BEGIN

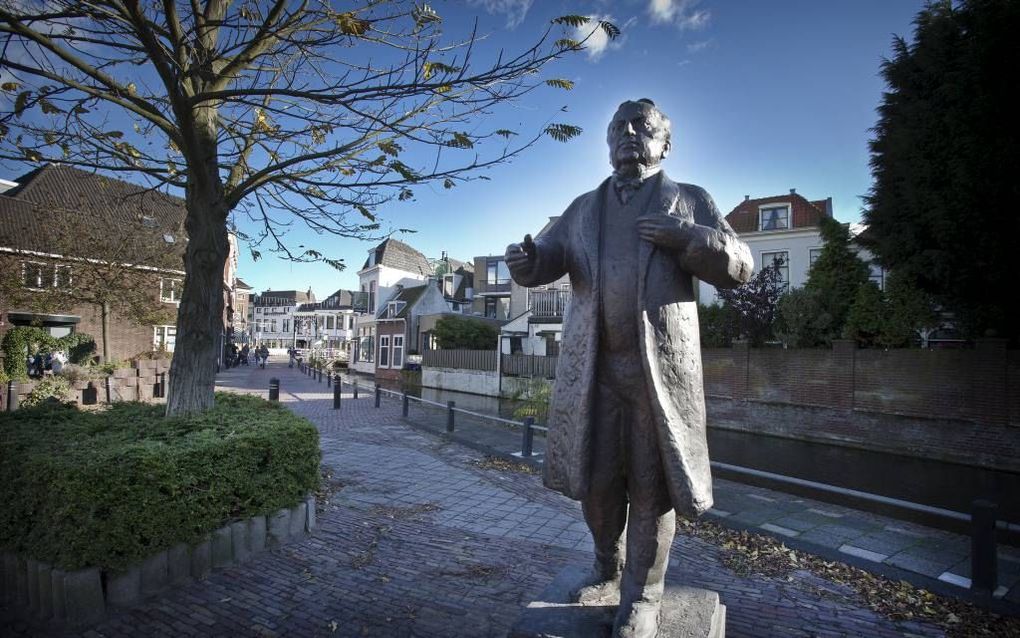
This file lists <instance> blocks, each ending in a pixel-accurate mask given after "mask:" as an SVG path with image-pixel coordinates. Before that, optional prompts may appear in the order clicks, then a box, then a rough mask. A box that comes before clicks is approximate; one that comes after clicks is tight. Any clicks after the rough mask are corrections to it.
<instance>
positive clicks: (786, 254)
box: [762, 250, 789, 287]
mask: <svg viewBox="0 0 1020 638" xmlns="http://www.w3.org/2000/svg"><path fill="white" fill-rule="evenodd" d="M773 264H774V265H775V266H776V269H777V271H778V272H779V281H781V282H782V285H783V286H784V287H786V286H789V253H788V252H787V251H785V250H775V251H772V252H763V253H762V267H763V268H766V267H768V266H770V265H773Z"/></svg>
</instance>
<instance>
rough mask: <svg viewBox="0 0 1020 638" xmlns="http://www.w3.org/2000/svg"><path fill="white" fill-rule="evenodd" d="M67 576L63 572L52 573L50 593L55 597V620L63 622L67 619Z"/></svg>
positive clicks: (55, 570) (64, 573) (54, 615)
mask: <svg viewBox="0 0 1020 638" xmlns="http://www.w3.org/2000/svg"><path fill="white" fill-rule="evenodd" d="M66 577H67V574H66V573H64V572H63V571H62V570H53V571H52V572H50V593H51V595H52V596H53V618H54V619H55V620H58V621H62V620H64V619H66V618H67V595H66V593H64V584H63V583H64V579H65V578H66Z"/></svg>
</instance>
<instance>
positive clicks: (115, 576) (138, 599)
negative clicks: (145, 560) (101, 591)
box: [106, 567, 142, 607]
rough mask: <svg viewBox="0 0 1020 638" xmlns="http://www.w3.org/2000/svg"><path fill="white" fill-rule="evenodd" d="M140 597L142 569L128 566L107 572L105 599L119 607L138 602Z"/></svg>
mask: <svg viewBox="0 0 1020 638" xmlns="http://www.w3.org/2000/svg"><path fill="white" fill-rule="evenodd" d="M141 599H142V570H141V569H139V568H137V567H136V568H130V569H127V570H126V571H124V572H120V573H116V574H109V575H108V576H107V580H106V601H107V602H108V603H110V604H114V605H117V606H121V607H127V606H131V605H133V604H138V601H139V600H141Z"/></svg>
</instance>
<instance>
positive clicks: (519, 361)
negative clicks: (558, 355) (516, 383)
mask: <svg viewBox="0 0 1020 638" xmlns="http://www.w3.org/2000/svg"><path fill="white" fill-rule="evenodd" d="M558 358H559V357H555V356H541V355H538V354H504V355H502V359H501V361H500V371H501V372H502V373H503V375H504V376H506V377H540V378H543V379H555V378H556V361H557V360H558Z"/></svg>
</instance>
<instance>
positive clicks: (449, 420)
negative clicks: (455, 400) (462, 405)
mask: <svg viewBox="0 0 1020 638" xmlns="http://www.w3.org/2000/svg"><path fill="white" fill-rule="evenodd" d="M455 407H457V402H456V401H447V432H453V428H454V421H453V420H454V413H455V412H454V411H453V408H455Z"/></svg>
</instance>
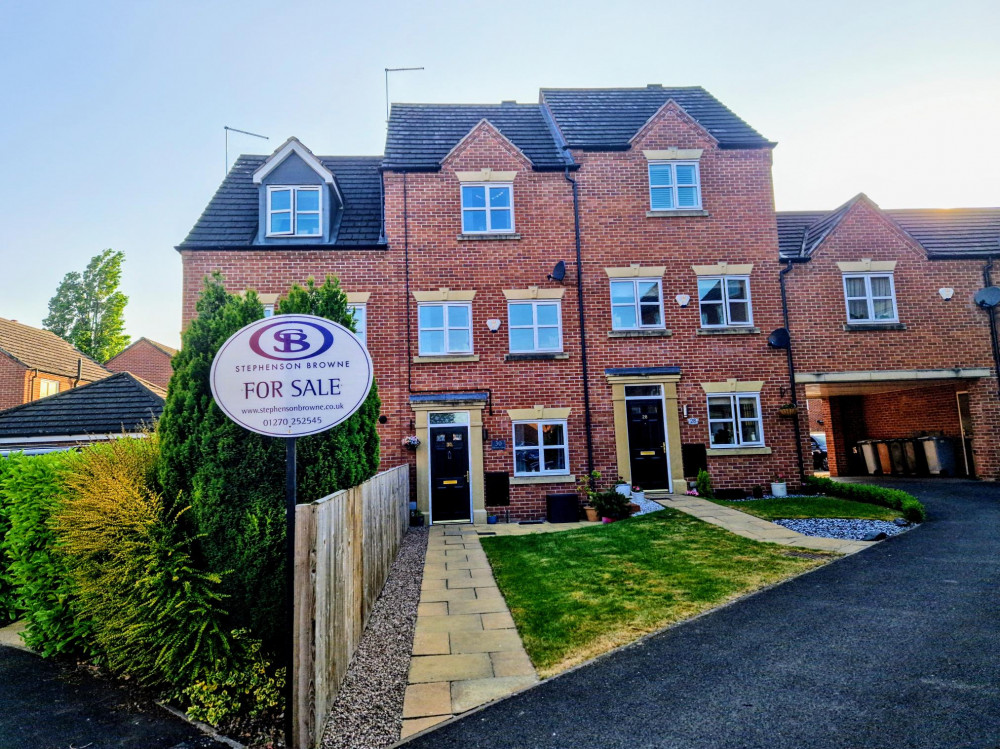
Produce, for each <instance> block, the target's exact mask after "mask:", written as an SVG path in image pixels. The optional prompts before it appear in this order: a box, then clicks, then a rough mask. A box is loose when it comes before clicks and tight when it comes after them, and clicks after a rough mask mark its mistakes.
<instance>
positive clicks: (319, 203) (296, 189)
mask: <svg viewBox="0 0 1000 749" xmlns="http://www.w3.org/2000/svg"><path fill="white" fill-rule="evenodd" d="M322 210H323V199H322V195H321V194H320V188H319V187H318V186H309V187H286V186H276V185H274V186H272V185H269V186H268V188H267V236H269V237H318V236H319V235H320V234H321V233H322V232H323V228H322V227H323V221H322Z"/></svg>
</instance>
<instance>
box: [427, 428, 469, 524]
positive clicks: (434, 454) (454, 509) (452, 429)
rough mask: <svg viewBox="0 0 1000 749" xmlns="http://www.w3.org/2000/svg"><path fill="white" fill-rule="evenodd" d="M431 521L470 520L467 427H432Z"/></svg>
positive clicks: (468, 463) (431, 464) (431, 429)
mask: <svg viewBox="0 0 1000 749" xmlns="http://www.w3.org/2000/svg"><path fill="white" fill-rule="evenodd" d="M430 447H431V450H430V453H431V521H432V522H435V523H439V522H441V521H442V520H464V521H467V522H470V521H471V520H472V516H471V512H472V511H471V509H470V502H469V500H470V498H471V495H470V493H469V427H467V426H457V425H454V424H449V425H447V426H433V427H431V445H430Z"/></svg>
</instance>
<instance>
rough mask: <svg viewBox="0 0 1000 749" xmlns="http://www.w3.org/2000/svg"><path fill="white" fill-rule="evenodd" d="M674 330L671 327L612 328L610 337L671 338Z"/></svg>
mask: <svg viewBox="0 0 1000 749" xmlns="http://www.w3.org/2000/svg"><path fill="white" fill-rule="evenodd" d="M673 334H674V332H673V331H672V330H670V329H669V328H658V329H656V330H612V331H611V332H609V333H608V338H669V337H670V336H672V335H673Z"/></svg>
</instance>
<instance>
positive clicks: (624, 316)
mask: <svg viewBox="0 0 1000 749" xmlns="http://www.w3.org/2000/svg"><path fill="white" fill-rule="evenodd" d="M611 327H612V329H614V330H639V329H642V328H662V327H663V286H662V284H661V282H660V279H658V278H636V279H632V278H630V279H627V280H625V279H622V280H619V279H615V280H613V281H612V282H611Z"/></svg>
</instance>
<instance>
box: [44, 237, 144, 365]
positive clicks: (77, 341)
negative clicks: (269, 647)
mask: <svg viewBox="0 0 1000 749" xmlns="http://www.w3.org/2000/svg"><path fill="white" fill-rule="evenodd" d="M124 261H125V253H123V252H121V251H120V250H118V251H116V250H111V249H107V250H104V251H103V252H101V253H100V254H99V255H95V256H94V257H92V258H91V259H90V262H89V263H87V268H86V269H85V270H84V271H83V273H78V272H76V271H71V272H70V273H67V274H66V275H65V276H64V277H63V280H62V281H61V282H60V283H59V288H57V289H56V293H55V295H54V296H53V297H52V298H51V299H50V300H49V314H48V316H47V317H46V318H45V320H44V321H43V322H42V325H43V326H44V327H45V329H46V330H51V331H52V332H53V333H55V334H56V335H57V336H59V337H60V338H64V339H66V340H67V341H69V342H70V343H72V344H73V345H74V346H76V347H77V348H78V349H79V350H80V351H82V352H83V353H84V354H86V355H87V356H89V357H90V358H91V359H95V360H97V361H99V362H102V363H103V362H106V361H107V360H108V359H110V358H111V357H113V356H116V355H117V354H120V353H121V352H122V350H123V349H124V348H125V347H126V346H128V344H129V337H128V336H127V335H126V334H125V305H126V304H128V297H127V296H125V295H124V294H123V293H122V292H121V291H119V290H118V286H119V284H120V283H121V277H122V263H123V262H124Z"/></svg>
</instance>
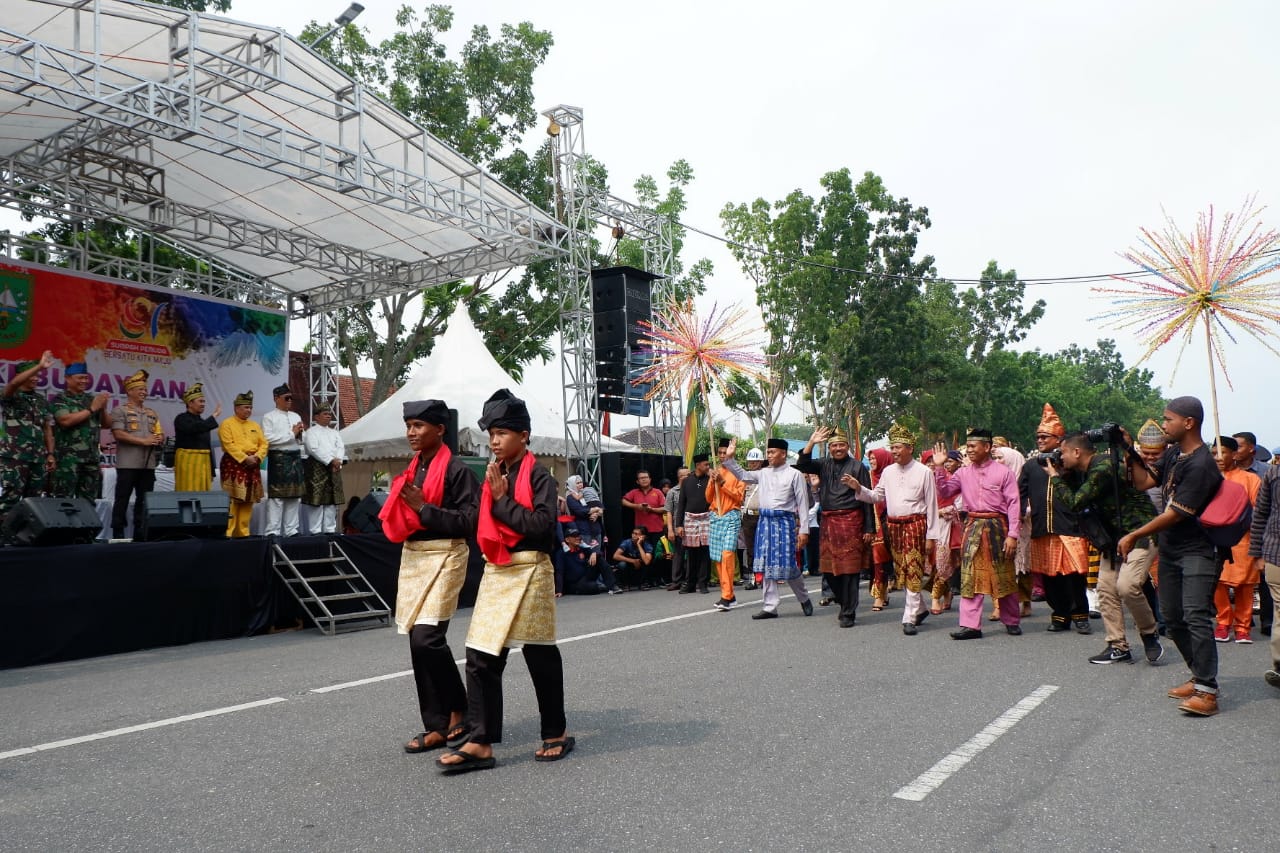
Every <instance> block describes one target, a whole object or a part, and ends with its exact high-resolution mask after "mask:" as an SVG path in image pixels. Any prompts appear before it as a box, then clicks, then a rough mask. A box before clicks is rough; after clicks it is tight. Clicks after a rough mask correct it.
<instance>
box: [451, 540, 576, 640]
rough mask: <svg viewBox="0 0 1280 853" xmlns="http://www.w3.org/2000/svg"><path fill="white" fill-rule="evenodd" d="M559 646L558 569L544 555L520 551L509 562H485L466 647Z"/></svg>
mask: <svg viewBox="0 0 1280 853" xmlns="http://www.w3.org/2000/svg"><path fill="white" fill-rule="evenodd" d="M554 643H556V570H554V569H553V567H552V558H550V556H549V555H545V553H543V552H541V551H516V552H515V553H512V555H511V562H508V564H507V565H504V566H498V565H494V564H492V562H485V565H484V576H483V578H481V579H480V589H479V590H477V592H476V606H475V608H474V610H472V611H471V626H470V629H468V630H467V648H474V649H476V651H477V652H484V653H485V654H502V649H503V647H506V648H518V647H521V646H525V644H535V646H554Z"/></svg>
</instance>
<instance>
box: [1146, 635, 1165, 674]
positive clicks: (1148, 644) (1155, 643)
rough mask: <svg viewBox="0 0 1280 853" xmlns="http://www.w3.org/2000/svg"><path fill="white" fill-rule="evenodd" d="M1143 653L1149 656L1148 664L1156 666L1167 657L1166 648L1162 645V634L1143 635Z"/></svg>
mask: <svg viewBox="0 0 1280 853" xmlns="http://www.w3.org/2000/svg"><path fill="white" fill-rule="evenodd" d="M1142 651H1143V652H1146V654H1147V662H1148V663H1151V665H1152V666H1155V665H1156V662H1157V661H1158V660H1160V658H1162V657H1164V656H1165V647H1164V646H1161V644H1160V634H1143V635H1142Z"/></svg>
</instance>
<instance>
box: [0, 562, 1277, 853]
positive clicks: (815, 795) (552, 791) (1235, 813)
mask: <svg viewBox="0 0 1280 853" xmlns="http://www.w3.org/2000/svg"><path fill="white" fill-rule="evenodd" d="M815 587H817V583H815V580H813V579H810V588H812V589H814V592H817V589H815ZM714 598H716V596H714V594H710V596H696V594H695V596H676V594H675V593H666V592H645V593H627V594H626V596H621V597H604V596H600V597H594V598H566V599H562V605H561V610H559V635H561V637H562V638H566V640H567V642H562V651H563V656H564V666H566V694H567V706H568V720H570V730H571V733H572V734H573V735H575V736H576V738H577V749H576V751H575V752H573V753H572V754H571V756H570V757H568V758H567V760H564V761H561V762H557V763H538V762H534V760H532V752H534V749H535V748H536V745H538V713H536V706H535V702H534V697H532V689H531V686H530V683H529V676H527V671H526V670H525V666H524V662H522V661H521V660H520V657H518V656H513V657H512V660H511V663H509V665H508V667H507V676H506V720H507V725H506V730H504V736H503V743H502V744H498V745H497V747H495V753H497V756H498V762H499V763H498V767H497V768H494V770H488V771H481V772H474V774H470V775H465V776H456V777H445V776H440V775H439V774H436V771H435V768H434V762H433V756H434V754H435V753H428V754H420V756H410V754H406V753H403V752H402V749H401V744H402V743H403V742H404V740H406V739H408V738H410V736H411V735H413V734H415V733H416V731H417V730H419V727H420V726H419V722H417V707H416V699H415V693H413V684H412V679H411V678H408V676H406V675H399V676H396V678H389V679H383V680H376V681H371V683H366V684H357V685H353V686H347V688H344V689H338V690H330V692H323V693H317V692H314V690H316V689H319V688H326V686H332V685H337V684H343V683H349V681H357V680H362V679H371V678H376V676H384V675H392V674H398V672H404V671H407V670H408V666H410V665H408V649H407V639H406V638H404V637H401V635H398V634H396V633H394V629H380V630H371V631H361V633H355V634H346V635H340V637H338V638H325V637H321V635H320V634H317V633H315V631H297V633H288V634H278V635H271V637H257V638H250V639H242V640H227V642H219V643H205V644H196V646H187V647H178V648H166V649H156V651H151V652H141V653H133V654H122V656H115V657H102V658H93V660H86V661H76V662H70V663H59V665H50V666H41V667H31V669H24V670H8V671H3V672H0V721H3V724H0V756H4V757H0V849H4V850H54V849H58V850H64V849H92V850H129V852H137V850H173V849H200V850H205V849H209V850H383V852H385V850H410V849H425V850H568V849H575V850H577V849H580V850H707V849H732V850H776V849H803V850H922V849H924V850H938V849H945V850H1037V849H1088V850H1126V852H1128V850H1271V849H1275V833H1274V827H1272V825H1274V811H1275V809H1274V808H1272V799H1274V798H1272V793H1274V792H1275V790H1276V784H1277V783H1280V748H1277V745H1276V734H1277V730H1280V692H1277V690H1275V689H1274V688H1271V686H1268V685H1266V684H1265V683H1263V681H1262V679H1261V675H1262V672H1263V671H1265V670H1266V669H1268V666H1270V660H1268V658H1270V654H1268V651H1267V646H1266V642H1265V639H1262V638H1257V637H1256V639H1258V640H1260V642H1257V643H1256V644H1254V646H1235V644H1229V646H1225V647H1220V653H1221V654H1220V657H1221V685H1222V690H1224V702H1222V707H1224V711H1222V713H1221V715H1219V716H1217V717H1215V719H1208V720H1206V719H1194V717H1187V716H1184V715H1181V713H1180V712H1178V711H1176V708H1175V704H1176V703H1175V702H1174V701H1172V699H1169V698H1166V697H1165V690H1166V689H1169V688H1170V686H1174V685H1176V684H1180V683H1181V681H1184V680H1185V679H1187V670H1185V667H1184V666H1183V663H1181V660H1180V658H1179V656H1178V652H1176V649H1174V648H1172V644H1171V643H1166V646H1167V651H1166V654H1165V660H1164V661H1162V662H1161V665H1160V666H1149V665H1147V663H1146V662H1144V661H1140V662H1138V663H1134V665H1123V663H1121V665H1111V666H1093V665H1089V663H1087V662H1085V658H1087V657H1088V656H1089V654H1093V653H1096V652H1098V651H1101V649H1102V647H1103V644H1105V643H1103V639H1102V635H1101V624H1100V622H1098V621H1097V620H1094V622H1093V625H1094V631H1096V633H1094V634H1093V635H1091V637H1079V635H1076V634H1074V633H1071V634H1053V635H1050V634H1046V633H1044V626H1046V624H1047V613H1046V611H1044V610H1043V605H1037V608H1038V612H1037V613H1036V616H1033V617H1032V619H1028V620H1024V626H1025V629H1027V633H1025V635H1023V637H1020V638H1015V637H1007V635H1006V634H1005V633H1004V630H1001V629H1000V626H998V625H996V626H995V630H992V629H989V628H988V630H987V635H986V638H984V639H982V640H973V642H963V643H959V642H954V640H951V639H950V638H948V637H947V634H948V631H951V630H954V629H955V628H956V613H955V612H950V613H945V615H942V616H931V617H929V620H928V621H927V622H925V624H924V625H923V626H922V629H920V634H919V635H918V637H904V635H902V634H901V629H900V628H899V621H900V611H899V610H886V611H884V612H881V613H872V612H870V610H869V606H868V605H869V599H867V598H864V606H863V607H861V608H860V611H859V622H858V625H856V626H855V628H852V629H847V630H842V629H840V628H837V626H836V622H835V613H833V612H832V611H833V608H817V612H815V615H814V616H813V617H810V619H805V617H804V616H803V615H801V612H800V607H799V606H797V605H796V603H795V601H794V599H783V603H782V608H781V612H782V617H781V619H776V620H768V621H753V620H751V619H750V615H751V613H753V612H755V608H756V606H758V601H759V593H740V596H739V598H740V601H742V602H744V603H745V605H748V606H744V607H741V608H740V610H735V611H732V612H728V613H719V612H716V611H712V610H710V605H712V601H713V599H714ZM893 603H895V605H897V606H900V605H901V593H897V594H896V596H895V598H893ZM468 612H470V611H461V612H460V615H458V617H457V619H456V620H454V624H453V625H452V626H451V631H449V635H451V639H452V646H453V651H454V656H456V657H458V658H461V657H462V654H463V648H462V640H463V638H465V635H466V626H467V625H466V622H467V617H468ZM988 625H991V624H988ZM571 638H579V639H571ZM1130 640H1132V642H1134V643H1135V644H1137V635H1135V633H1132V634H1130ZM1139 648H1140V646H1139ZM1042 686H1056V688H1057V689H1056V690H1052V692H1051V693H1050V694H1048V695H1047V698H1044V699H1043V702H1042V703H1041V704H1038V706H1037V707H1034V708H1033V710H1030V711H1028V712H1027V713H1025V716H1023V719H1021V720H1019V721H1018V722H1016V724H1014V725H1011V726H1010V727H1007V730H1006V731H1004V734H1002V735H1001V736H998V739H995V740H993V742H991V738H989V736H988V738H986V742H984V743H989V745H986V748H984V749H982V751H972V752H970V753H969V761H968V763H964V765H963V766H960V767H959V768H957V770H955V772H954V774H952V775H950V776H948V777H946V780H945V781H942V783H941V784H940V785H938V786H937V788H936V789H934V790H932V793H929V794H928V795H925V797H924V799H922V800H919V802H911V800H905V799H900V798H896V797H895V795H893V794H895V792H899V790H900V789H902V788H904V786H906V785H910V784H911V783H913V780H915V779H916V777H918V776H920V775H922V774H925V771H929V770H931V768H932V767H934V765H937V763H938V762H940V761H941V760H943V757H946V756H948V754H950V753H952V751H957V749H959V748H961V747H963V745H964V744H966V742H970V740H972V739H975V735H979V733H982V731H983V730H984V729H987V727H988V726H989V725H991V724H992V722H993V721H996V720H997V719H1000V717H1001V715H1005V713H1006V712H1009V711H1010V710H1011V708H1014V707H1015V706H1018V704H1019V703H1020V702H1023V701H1024V699H1027V697H1029V695H1030V694H1033V692H1036V690H1037V689H1038V688H1042ZM270 699H274V702H271V703H270V704H261V706H256V707H250V708H244V710H239V711H230V712H225V713H218V715H215V716H204V717H197V719H192V720H188V721H183V722H175V724H172V725H163V726H159V727H150V729H142V730H134V731H129V733H125V734H119V735H113V736H108V738H101V739H93V740H88V742H86V743H76V744H72V745H63V747H51V748H50V747H49V745H50V744H55V743H58V742H61V740H67V739H74V738H82V736H86V735H97V734H100V733H108V731H113V730H116V729H123V727H129V726H141V725H145V724H154V722H157V721H166V720H172V719H174V717H184V716H188V715H200V713H202V712H209V711H214V710H221V708H228V707H234V706H242V704H246V703H253V702H262V701H270ZM988 731H989V730H988ZM977 740H983V738H982V736H979V738H978V739H977ZM31 747H45V748H41V749H37V751H35V752H29V753H20V754H5V753H10V752H13V751H20V749H26V748H31Z"/></svg>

END

**Aim of the task**. The answer must be all the lines above that hold the word "optional".

**Solution to the problem**.
This file lists <instance> blocks, each ending in a pixel-accurate mask given after "mask:" as an SVG path with image-pixel coordinates. Before that, optional prompts may appear in the order clicks, then a box, then a rough mask. A box that comes before clicks is approximate; one that comes after clicks is tight. Any clicks after the rough mask are corrections to it.
Produce, for each <instance> block, the target's exact mask after "mask:", written as an SVG path in image pixels. The optional prompts before it appear in this order: a box, then clicks, then a rough mask. A box is loose when it comes before clicks and tight when it comes after them, and clicks after a rough mask mark its mistakes.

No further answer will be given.